Locate each line in the rows below that contains the string "pitch", matching case exactly, and copy those lines out in full.
□ □ □ □
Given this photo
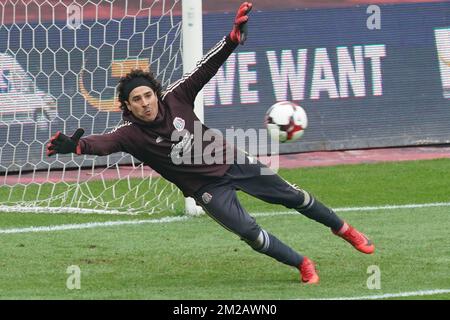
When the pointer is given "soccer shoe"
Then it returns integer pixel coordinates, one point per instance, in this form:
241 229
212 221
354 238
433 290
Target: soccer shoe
308 272
355 238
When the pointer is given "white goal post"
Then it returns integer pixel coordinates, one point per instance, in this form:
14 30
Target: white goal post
59 65
192 25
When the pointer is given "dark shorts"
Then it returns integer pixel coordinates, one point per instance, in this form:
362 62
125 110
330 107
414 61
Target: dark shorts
220 201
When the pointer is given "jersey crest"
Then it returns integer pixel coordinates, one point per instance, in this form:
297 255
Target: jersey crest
178 123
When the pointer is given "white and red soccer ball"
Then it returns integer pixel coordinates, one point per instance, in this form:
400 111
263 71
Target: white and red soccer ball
286 121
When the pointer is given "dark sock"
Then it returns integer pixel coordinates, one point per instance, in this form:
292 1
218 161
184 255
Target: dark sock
315 210
276 249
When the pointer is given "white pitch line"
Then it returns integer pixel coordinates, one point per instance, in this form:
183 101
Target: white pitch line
393 295
90 225
55 210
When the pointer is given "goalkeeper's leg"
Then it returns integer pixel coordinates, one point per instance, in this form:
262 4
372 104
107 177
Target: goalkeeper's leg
221 203
274 189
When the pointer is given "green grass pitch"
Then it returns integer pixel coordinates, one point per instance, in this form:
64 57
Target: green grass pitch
197 259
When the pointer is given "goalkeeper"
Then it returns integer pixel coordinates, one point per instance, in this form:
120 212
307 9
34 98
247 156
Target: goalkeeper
151 115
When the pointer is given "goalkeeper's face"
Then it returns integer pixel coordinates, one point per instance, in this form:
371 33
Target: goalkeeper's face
143 103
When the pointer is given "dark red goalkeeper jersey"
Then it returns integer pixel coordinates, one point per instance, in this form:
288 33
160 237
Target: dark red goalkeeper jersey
170 144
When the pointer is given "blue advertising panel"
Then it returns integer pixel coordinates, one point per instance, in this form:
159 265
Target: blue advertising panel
360 86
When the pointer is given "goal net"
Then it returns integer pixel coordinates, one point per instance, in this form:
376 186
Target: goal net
60 62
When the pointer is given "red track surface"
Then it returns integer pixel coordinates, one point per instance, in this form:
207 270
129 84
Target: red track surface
309 159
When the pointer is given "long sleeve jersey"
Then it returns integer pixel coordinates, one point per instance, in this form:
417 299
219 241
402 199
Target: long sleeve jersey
153 143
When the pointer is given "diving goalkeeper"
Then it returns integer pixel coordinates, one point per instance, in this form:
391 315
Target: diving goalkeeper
151 117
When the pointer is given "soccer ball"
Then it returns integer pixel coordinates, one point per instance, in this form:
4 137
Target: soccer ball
286 121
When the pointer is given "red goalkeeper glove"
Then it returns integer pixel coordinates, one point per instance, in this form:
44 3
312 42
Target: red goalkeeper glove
60 143
239 32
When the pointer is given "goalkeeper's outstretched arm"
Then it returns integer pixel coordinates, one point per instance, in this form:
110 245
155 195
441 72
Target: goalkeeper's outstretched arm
100 145
190 84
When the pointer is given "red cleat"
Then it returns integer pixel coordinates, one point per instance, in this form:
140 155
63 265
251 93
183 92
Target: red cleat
308 272
355 238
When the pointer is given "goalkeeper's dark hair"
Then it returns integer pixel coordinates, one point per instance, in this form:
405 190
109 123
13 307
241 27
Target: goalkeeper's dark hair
124 81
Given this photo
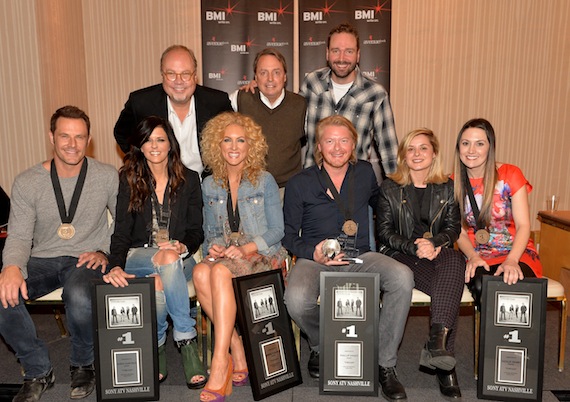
□ □ □ □
** Solution below **
When the pointer is given "white pitch line"
Target: white pitch line
When the pointer is given "green grass pitch"
Target: green grass pitch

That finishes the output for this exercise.